-- Begin PROVIDED TEXT --

What are your go-to combinations of clipping and limiting plugins? How do you use them? When do you use them? What is the ordering of your chain? What parameter settings do you find to often be the sweet spots? Which plugins are "honorable mentions," for you?

The market is constantly changing and we are always getting new tools, some of which are revolutionary and others of which are hyped up a lot but don't quite live up to the hype. Most of what we find in our google searches is driven by ads, and even the non-ad results are effected by "who does use ads, place them higher in results." Therefore, it is a good idea for the community to share methods and opinions, and to consider others opinions on a normal basis. A lot of engineers follow the philosophy of "if it ain't broke, don't fix it." However, those engineers (in my opinion) are the ones who will end up being left behind. Not to diss on you Waves L2 users, but... "ahem, it is 2018... act like it!"

I'll list my usual methods, of which I have found to work (usually for EDM or other electronic & beat driven tracks).

My methods for pushing the loudness wars (and sometimes even for streaming radio masterings) involve combining clippers with limiters.

Clippers that I use are: Kazrog KClip 3, LVC Audio Clipshifter (a bit different, haven't tested it enough yet), and StandardClip by Sir Audio Tools. I am giving some of the airwindows clippers a chance, as well. Also, the clipper within Newfangled Elevate seems to be quite nice... but I don't have enough experience with it yet to comment on the quality or usefulness of it.

My goal for clippers is two things:

1) A clipper that does about 1.5 dB of clipping (as low sa 0.2, but usually 1 dB), and is placed before my first limiter... sometimes its placed after my first limiter. This one is usually a hard clipper. This clipper causes the limiters to function a lot more smoothly. KClip has been my go-to but it drives my CPU so much that I have to render audio with just KClip alone active. This is why I have been giving airwindows clippers a shot.
2) A final clipper, doing usually 0.3 dB of clipping but up to 1, that is placed after my last limiter; but might be followed by a last ozone maximizer with 0 dB threshold and true peak active, just to make sure true peak stays at -0 dBFS. This clipper is do set things just a tad more hot than most things, and to add a little bit of flavor. It is usually a soft clipper, but if it is KClip then hard clipping still sounds better in most instances.

I should note what my limiters usually look like. My first one is an ozone maximizer on IRC IV Modern, with the slowest character I can get, and the highest transient emphasis I can get. This, like the first clipper, basically handles transients in a smooth way and it emphasizes them so that the later stages of limiting/clipping do not destroy the punch as much. This limiter does about 0.3-1 dB of damage, and it usually negates the need for any compression in my mastering chain. At slow settings, the ozone maximizer really pushes a lot of bass through... and its cleaned up with 2nd and 3rd maximizers. I might give PSP Xenon a shot for this stage, as it can shape transients well. Also, Elevate would probably work great but has a huge CPU intensity.

-- End PROVIDED TEXT --

-- SET TASKS --
1. Answer these about the post on clippers and limiters:
(a) Which clipper has been the writer's go-to for the first clipping stage?
(b) Which mode is the first Ozone maximizer set to?
(c) How much clipping does the final clipper usually do?
2. Copy word for word everything in the post on clippers and limiters from "I should note" down to "huge CPU intensity.".
The entries that come next aren't needed.

-- Begin SUPPLIED INFORMATION --

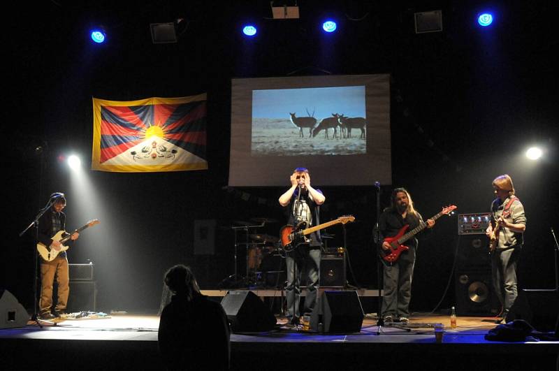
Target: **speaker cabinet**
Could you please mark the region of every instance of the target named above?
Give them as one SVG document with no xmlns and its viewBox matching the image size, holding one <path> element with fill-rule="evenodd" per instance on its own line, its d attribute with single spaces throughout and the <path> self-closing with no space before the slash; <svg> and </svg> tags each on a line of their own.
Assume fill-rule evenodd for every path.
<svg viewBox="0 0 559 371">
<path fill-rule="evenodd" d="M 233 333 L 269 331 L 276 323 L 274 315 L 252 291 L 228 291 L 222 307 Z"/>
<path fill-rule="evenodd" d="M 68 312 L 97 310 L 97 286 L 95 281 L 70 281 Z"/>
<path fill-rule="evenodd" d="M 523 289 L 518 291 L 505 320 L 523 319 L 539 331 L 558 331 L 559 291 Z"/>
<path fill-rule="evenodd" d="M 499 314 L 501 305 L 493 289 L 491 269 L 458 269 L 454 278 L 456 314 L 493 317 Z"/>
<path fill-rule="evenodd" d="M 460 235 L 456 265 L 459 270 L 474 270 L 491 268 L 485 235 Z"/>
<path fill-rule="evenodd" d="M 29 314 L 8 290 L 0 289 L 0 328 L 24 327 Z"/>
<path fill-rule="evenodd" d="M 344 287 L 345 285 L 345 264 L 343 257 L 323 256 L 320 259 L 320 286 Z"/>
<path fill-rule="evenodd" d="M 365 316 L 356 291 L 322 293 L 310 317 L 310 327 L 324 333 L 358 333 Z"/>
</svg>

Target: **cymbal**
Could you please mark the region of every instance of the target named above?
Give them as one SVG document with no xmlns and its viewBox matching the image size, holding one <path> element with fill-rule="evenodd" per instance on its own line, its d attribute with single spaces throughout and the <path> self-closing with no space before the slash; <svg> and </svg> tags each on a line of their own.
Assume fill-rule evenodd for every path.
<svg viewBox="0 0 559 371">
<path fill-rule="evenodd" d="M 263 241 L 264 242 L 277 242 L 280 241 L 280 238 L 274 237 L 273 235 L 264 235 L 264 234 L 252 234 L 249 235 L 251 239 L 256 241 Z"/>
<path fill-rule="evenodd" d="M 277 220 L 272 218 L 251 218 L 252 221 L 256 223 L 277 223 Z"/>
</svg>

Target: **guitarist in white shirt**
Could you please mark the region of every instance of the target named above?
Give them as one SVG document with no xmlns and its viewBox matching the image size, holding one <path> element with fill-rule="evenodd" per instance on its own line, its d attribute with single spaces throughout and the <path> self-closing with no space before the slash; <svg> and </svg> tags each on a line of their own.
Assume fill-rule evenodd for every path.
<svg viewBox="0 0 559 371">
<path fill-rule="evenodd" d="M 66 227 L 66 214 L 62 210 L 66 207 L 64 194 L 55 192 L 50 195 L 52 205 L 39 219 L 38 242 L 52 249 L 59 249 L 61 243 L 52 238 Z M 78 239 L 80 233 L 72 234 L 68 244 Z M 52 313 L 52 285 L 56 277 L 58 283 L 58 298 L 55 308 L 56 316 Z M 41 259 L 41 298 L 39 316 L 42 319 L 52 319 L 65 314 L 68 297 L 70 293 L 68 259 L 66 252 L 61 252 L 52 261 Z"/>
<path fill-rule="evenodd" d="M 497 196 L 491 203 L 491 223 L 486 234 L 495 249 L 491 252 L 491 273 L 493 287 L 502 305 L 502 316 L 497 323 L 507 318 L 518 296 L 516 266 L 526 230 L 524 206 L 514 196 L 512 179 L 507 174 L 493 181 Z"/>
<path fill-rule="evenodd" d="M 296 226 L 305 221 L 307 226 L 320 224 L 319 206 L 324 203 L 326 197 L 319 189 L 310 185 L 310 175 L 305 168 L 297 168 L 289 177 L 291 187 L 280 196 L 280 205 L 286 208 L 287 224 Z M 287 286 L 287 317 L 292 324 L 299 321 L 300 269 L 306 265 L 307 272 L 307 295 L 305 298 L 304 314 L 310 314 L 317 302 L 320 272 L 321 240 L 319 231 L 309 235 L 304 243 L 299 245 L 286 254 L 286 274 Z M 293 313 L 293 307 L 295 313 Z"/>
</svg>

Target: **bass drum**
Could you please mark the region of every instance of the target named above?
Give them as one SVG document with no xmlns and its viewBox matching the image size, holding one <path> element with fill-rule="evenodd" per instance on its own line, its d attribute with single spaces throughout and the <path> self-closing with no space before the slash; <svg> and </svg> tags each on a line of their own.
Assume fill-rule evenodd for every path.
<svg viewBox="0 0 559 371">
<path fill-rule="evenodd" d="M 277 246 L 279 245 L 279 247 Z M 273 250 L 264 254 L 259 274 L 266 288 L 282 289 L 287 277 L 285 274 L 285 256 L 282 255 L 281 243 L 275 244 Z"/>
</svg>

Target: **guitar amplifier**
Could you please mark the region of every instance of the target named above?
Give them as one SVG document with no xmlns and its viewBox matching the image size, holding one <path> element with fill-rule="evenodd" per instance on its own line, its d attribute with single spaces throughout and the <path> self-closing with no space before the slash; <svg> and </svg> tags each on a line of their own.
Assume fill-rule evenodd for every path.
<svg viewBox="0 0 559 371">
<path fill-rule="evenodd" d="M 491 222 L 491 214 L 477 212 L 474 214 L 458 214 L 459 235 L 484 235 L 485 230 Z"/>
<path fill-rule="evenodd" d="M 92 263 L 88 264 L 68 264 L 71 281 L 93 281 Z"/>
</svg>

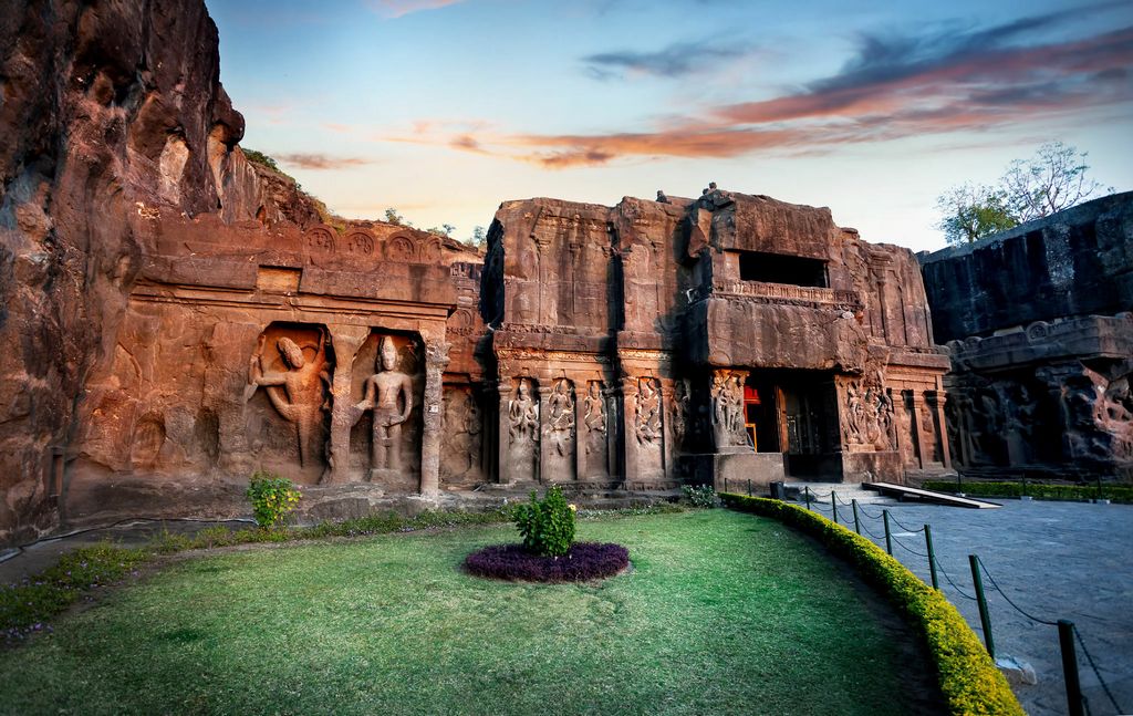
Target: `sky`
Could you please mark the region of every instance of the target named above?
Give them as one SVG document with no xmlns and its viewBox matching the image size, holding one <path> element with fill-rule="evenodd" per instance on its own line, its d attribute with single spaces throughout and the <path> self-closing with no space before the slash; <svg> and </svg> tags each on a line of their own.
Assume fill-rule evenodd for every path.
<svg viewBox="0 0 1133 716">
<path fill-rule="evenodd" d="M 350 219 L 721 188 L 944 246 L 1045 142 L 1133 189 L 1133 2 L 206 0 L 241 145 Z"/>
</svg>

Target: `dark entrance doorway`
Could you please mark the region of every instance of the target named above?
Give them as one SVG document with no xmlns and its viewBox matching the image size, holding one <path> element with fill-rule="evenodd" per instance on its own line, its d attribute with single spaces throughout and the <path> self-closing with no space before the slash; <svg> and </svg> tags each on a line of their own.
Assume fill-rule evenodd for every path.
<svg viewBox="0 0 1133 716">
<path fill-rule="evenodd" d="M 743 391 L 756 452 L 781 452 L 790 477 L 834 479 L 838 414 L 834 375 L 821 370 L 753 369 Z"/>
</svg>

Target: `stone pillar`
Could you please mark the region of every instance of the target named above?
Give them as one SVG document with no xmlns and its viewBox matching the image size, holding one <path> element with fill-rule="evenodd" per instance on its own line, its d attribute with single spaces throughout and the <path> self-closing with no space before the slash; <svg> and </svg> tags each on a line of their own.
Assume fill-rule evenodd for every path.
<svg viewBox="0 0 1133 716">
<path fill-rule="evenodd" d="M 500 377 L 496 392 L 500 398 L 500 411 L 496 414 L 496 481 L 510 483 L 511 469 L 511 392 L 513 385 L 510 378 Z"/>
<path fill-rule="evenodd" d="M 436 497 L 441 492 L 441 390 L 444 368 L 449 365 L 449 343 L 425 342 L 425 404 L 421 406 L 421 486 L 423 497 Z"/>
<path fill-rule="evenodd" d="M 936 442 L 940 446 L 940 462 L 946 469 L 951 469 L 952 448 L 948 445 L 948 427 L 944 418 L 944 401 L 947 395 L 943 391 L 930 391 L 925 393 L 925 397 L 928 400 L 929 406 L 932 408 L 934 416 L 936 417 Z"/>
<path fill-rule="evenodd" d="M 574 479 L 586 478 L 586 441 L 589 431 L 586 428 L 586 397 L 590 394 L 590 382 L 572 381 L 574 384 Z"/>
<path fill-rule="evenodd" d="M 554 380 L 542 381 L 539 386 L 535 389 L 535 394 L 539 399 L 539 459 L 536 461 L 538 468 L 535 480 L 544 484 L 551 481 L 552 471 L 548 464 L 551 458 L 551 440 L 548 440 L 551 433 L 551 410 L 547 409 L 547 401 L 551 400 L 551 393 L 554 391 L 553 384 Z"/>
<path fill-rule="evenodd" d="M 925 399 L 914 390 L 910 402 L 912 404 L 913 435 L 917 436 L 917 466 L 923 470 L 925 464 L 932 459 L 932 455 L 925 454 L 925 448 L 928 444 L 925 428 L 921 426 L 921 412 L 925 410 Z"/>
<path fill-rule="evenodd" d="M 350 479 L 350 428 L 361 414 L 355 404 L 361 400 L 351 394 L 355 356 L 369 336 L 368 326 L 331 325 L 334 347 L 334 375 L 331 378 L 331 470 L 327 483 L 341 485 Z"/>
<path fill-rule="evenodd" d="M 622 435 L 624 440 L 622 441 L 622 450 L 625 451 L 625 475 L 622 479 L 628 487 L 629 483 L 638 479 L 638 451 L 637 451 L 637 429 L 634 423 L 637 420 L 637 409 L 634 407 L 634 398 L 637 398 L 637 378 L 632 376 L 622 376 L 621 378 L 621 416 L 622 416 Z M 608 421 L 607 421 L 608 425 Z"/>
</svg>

-- End SUPPLIED INFORMATION --
-- Begin SUPPLIED INFORMATION --

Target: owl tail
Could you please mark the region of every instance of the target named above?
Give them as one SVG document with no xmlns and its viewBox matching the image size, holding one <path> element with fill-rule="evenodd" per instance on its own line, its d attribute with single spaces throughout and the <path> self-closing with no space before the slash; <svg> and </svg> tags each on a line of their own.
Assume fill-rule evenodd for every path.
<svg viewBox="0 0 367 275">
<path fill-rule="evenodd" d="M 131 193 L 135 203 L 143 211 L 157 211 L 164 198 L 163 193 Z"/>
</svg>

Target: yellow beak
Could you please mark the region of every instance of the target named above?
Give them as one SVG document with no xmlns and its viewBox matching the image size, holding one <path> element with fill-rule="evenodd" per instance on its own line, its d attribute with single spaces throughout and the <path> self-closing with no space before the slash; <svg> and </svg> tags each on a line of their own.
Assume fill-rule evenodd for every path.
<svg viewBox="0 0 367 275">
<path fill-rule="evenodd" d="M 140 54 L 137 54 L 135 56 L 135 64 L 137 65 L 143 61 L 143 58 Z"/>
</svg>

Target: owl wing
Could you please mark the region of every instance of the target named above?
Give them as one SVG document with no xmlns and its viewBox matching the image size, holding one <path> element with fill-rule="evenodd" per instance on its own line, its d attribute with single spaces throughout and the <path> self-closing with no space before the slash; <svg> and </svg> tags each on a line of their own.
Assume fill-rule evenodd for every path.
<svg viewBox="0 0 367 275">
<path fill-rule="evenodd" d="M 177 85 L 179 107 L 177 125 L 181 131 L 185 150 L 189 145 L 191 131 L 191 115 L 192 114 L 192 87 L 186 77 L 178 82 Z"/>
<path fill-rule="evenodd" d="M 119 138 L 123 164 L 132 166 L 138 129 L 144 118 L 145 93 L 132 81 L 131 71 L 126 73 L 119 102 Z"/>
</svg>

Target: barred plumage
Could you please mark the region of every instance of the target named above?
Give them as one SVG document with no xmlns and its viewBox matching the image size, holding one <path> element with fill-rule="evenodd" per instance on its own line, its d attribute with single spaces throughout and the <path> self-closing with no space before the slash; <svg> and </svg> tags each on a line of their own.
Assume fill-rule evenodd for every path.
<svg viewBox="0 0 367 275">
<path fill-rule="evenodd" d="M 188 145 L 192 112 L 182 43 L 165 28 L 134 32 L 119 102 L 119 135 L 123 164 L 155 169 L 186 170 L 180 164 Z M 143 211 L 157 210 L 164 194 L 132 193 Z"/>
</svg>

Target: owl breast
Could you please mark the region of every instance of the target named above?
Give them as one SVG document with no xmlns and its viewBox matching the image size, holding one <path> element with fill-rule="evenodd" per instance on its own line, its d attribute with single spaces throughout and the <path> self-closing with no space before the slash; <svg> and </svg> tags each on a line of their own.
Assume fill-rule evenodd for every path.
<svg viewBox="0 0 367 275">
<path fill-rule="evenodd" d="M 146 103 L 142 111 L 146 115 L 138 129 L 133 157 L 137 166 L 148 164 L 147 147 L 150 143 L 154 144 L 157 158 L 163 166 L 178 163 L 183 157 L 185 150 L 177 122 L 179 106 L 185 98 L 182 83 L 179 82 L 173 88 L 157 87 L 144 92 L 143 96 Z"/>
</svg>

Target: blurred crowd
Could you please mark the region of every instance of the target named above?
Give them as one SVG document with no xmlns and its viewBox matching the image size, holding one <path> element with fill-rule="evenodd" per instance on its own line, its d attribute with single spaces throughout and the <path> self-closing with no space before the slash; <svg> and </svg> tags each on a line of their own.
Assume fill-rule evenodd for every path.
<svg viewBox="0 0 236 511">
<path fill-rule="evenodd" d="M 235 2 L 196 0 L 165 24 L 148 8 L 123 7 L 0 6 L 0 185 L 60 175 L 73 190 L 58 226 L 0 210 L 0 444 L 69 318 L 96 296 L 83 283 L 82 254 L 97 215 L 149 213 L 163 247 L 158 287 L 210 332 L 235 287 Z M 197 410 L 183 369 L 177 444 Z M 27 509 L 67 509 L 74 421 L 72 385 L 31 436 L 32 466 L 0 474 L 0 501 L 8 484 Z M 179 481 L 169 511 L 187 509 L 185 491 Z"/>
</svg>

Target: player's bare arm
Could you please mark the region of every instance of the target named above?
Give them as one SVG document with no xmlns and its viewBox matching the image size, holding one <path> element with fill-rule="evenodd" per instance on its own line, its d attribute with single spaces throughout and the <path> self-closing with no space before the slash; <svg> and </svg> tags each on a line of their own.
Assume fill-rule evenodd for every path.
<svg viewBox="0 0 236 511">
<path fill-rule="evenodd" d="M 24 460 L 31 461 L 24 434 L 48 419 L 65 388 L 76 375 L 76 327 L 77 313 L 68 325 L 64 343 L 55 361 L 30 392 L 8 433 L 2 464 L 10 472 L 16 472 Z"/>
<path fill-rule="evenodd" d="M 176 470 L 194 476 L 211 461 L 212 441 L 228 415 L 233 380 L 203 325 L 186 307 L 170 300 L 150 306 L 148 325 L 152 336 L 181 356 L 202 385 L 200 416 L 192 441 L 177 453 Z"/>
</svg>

-- End SUPPLIED INFORMATION --
-- Begin SUPPLIED INFORMATION --

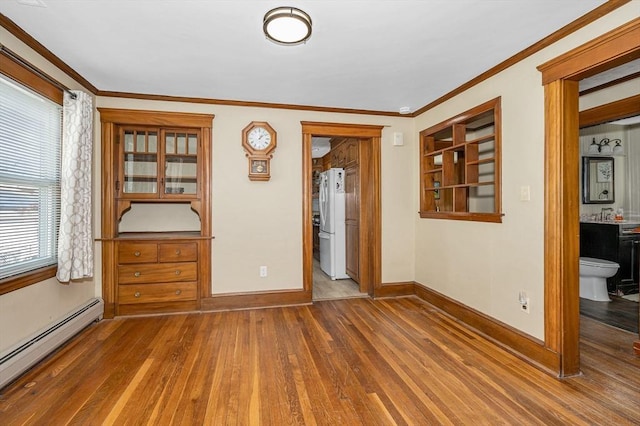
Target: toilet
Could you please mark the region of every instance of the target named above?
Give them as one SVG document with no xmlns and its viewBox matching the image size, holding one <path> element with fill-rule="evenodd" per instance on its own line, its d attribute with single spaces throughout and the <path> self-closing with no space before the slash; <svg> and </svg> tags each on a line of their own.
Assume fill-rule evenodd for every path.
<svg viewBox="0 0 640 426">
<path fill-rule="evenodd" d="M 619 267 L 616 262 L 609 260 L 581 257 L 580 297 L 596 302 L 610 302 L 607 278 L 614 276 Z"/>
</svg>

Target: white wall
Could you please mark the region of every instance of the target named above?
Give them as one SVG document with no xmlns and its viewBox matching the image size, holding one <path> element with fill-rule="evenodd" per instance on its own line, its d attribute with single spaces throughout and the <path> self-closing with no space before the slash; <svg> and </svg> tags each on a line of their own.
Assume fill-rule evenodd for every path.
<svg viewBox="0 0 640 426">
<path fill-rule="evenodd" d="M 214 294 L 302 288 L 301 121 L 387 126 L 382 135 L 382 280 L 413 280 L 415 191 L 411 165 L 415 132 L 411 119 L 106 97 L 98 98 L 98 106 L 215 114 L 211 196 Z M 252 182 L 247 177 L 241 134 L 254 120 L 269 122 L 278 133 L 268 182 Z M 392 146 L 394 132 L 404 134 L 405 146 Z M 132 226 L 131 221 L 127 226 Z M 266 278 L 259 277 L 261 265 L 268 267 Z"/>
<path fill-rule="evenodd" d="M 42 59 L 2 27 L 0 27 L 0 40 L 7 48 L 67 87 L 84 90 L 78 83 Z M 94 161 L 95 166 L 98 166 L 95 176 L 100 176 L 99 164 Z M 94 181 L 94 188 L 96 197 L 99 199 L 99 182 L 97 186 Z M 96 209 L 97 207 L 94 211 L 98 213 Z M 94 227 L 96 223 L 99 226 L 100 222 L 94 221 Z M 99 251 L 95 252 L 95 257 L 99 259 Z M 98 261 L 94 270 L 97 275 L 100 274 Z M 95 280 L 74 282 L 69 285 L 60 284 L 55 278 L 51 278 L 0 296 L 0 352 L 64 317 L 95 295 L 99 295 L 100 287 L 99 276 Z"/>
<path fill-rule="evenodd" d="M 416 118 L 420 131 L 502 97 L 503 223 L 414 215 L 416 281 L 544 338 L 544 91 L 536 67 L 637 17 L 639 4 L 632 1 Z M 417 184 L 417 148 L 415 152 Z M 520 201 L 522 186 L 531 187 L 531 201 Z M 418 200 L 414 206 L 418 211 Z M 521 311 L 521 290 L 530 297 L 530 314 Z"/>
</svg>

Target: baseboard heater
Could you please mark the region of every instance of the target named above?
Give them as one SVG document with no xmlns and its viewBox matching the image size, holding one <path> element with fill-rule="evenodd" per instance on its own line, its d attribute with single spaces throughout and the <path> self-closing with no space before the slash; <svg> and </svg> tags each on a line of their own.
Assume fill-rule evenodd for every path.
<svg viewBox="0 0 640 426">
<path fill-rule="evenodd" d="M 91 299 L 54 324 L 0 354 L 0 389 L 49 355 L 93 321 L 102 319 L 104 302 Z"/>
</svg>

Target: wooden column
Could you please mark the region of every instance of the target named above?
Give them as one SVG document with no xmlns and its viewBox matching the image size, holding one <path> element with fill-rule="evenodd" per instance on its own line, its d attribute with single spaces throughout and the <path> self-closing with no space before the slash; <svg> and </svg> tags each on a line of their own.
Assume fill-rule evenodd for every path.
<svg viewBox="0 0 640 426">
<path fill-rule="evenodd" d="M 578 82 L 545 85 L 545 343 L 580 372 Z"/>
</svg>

-- End SUPPLIED INFORMATION --

-- TASK-BY-TASK ANSWERS --
1.
(a) KClip
(b) IRC IV Modern
(c) Usually 0.3 dB, up to 1 dB

2.
I should note what my limiters usually look like. My first one is an ozone maximizer on IRC IV Modern, with the slowest character I can get, and the highest transient emphasis I can get. This, like the first clipper, basically handles transients in a smooth way and it emphasizes them so that the later stages of limiting/clipping do not destroy the punch as much. This limiter does about 0.3-1 dB of damage, and it usually negates the need for any compression in my mastering chain. At slow settings, the ozone maximizer really pushes a lot of bass through... and its cleaned up with 2nd and 3rd maximizers. I might give PSP Xenon a shot for this stage, as it can shape transients well. Also, Elevate would probably work great but has a huge CPU intensity.